=== Directions for this task ===
Please rewrite the entries below, replacing "green foliage" with "leafy plants" and leaving everything else unchanged.

(Entries contained in a dataset)
===

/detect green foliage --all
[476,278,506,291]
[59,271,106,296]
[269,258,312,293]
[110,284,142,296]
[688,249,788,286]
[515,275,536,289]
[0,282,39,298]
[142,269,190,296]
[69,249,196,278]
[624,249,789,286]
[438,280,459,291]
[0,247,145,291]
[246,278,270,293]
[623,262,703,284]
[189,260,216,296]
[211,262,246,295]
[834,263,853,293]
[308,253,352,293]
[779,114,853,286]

===

=== Full output ===
/detect leafy plants --all
[476,278,506,291]
[59,271,106,296]
[269,258,312,293]
[110,284,142,296]
[688,249,788,286]
[515,275,536,289]
[0,282,39,298]
[142,269,190,296]
[69,249,196,278]
[624,249,789,286]
[438,280,459,291]
[0,247,145,291]
[246,278,270,293]
[623,262,703,284]
[189,260,216,296]
[211,262,246,295]
[834,263,853,293]
[308,253,352,293]
[779,114,853,286]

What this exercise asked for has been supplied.